### ACTIVITY
Report every line below that holds the word "meat".

(Dataset entries)
· · ·

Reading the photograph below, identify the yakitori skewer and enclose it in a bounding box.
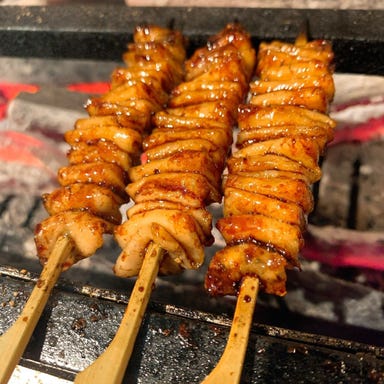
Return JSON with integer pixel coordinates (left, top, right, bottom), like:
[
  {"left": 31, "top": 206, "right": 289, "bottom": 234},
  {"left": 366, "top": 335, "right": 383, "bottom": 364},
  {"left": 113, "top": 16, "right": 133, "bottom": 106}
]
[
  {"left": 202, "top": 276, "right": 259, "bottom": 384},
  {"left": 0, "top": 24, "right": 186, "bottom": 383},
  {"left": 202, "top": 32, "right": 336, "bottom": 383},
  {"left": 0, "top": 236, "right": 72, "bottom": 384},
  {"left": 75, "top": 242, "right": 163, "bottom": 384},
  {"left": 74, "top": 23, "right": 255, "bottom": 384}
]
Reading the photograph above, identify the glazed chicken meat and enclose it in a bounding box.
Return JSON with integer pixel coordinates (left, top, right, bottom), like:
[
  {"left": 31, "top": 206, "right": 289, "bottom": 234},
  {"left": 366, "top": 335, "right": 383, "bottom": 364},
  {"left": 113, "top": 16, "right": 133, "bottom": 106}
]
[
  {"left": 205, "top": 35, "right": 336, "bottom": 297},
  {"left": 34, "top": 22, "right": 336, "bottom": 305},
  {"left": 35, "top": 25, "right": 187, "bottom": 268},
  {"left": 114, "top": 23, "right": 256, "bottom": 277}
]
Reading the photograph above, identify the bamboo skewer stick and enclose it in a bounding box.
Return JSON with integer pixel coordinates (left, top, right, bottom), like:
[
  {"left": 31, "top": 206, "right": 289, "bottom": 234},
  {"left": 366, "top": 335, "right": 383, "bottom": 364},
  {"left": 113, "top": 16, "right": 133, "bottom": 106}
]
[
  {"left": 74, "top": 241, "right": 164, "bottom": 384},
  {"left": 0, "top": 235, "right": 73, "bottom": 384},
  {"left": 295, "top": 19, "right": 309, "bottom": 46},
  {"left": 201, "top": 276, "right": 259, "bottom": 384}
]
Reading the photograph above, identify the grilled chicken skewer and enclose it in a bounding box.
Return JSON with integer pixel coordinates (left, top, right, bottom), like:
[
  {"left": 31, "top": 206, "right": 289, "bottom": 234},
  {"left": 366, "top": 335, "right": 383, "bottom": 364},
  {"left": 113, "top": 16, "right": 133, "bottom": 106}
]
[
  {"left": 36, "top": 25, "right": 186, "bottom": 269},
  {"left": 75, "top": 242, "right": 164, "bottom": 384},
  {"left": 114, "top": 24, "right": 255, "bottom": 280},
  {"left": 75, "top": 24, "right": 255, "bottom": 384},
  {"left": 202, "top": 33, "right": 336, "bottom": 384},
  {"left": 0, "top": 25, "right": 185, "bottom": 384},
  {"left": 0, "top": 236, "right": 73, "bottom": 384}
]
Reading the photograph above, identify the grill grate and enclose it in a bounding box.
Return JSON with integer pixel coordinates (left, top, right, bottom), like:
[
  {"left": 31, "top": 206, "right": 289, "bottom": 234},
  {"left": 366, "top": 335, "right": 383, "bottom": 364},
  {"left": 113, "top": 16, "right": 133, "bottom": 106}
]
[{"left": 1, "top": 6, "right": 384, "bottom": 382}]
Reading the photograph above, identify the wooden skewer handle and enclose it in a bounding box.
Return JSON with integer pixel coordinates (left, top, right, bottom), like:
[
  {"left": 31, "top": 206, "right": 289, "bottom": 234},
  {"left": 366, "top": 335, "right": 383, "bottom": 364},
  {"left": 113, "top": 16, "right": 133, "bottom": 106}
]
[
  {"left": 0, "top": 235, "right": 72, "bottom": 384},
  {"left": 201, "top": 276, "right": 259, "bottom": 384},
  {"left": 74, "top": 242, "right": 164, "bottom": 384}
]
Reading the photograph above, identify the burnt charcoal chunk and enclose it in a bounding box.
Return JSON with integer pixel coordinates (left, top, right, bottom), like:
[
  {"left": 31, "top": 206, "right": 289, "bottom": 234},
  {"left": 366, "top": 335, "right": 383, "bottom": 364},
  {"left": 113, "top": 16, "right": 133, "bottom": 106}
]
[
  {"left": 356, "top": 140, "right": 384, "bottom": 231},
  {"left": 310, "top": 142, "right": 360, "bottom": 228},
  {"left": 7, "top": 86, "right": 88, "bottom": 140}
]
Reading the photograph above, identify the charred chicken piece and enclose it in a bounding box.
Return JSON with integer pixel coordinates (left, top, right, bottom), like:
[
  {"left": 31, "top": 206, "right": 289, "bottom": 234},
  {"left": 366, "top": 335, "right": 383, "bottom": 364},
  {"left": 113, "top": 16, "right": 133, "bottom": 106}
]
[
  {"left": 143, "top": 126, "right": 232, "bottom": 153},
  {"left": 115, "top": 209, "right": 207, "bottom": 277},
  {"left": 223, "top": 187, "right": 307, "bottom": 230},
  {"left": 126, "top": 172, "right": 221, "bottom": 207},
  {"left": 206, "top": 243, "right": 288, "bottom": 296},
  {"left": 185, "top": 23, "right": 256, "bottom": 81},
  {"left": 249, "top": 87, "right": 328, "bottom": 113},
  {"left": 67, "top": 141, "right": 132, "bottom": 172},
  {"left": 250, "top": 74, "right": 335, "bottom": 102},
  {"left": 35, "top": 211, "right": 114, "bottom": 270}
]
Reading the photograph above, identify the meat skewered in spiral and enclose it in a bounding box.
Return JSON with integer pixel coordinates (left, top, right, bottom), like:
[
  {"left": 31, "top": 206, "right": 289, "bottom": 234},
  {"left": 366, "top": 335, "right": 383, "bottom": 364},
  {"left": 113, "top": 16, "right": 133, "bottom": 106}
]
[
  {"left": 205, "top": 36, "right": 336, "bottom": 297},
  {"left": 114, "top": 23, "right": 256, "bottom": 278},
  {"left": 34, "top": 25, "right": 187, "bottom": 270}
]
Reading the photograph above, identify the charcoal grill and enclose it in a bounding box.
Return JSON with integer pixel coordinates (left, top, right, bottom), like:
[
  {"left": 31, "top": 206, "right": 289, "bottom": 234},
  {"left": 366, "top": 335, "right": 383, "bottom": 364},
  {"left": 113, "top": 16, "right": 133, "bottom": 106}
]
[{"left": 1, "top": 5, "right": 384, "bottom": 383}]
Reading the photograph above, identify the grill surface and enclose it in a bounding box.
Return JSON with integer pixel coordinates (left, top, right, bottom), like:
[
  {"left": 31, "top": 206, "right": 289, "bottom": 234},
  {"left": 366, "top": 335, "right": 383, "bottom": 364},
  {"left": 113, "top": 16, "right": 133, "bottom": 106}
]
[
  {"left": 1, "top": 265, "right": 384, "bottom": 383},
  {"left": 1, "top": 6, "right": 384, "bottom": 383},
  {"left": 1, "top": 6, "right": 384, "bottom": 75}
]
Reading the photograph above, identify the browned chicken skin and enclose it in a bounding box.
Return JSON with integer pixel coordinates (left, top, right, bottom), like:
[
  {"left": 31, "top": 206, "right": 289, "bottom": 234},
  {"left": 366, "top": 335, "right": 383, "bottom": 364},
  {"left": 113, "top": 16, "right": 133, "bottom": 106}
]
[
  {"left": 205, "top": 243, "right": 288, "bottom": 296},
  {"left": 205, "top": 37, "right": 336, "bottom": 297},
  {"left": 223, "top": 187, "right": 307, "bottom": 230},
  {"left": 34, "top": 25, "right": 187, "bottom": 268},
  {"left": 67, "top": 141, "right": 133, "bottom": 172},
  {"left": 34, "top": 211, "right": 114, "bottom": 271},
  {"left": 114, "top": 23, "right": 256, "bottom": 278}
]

· · ·

### FINISHED EXERCISE
Reading the photograph above, identify the glazed chicken meat and enclose it in a bounding box.
Reading the photograph above, identify the meat skewered in spiral and enclose it in a bounding box.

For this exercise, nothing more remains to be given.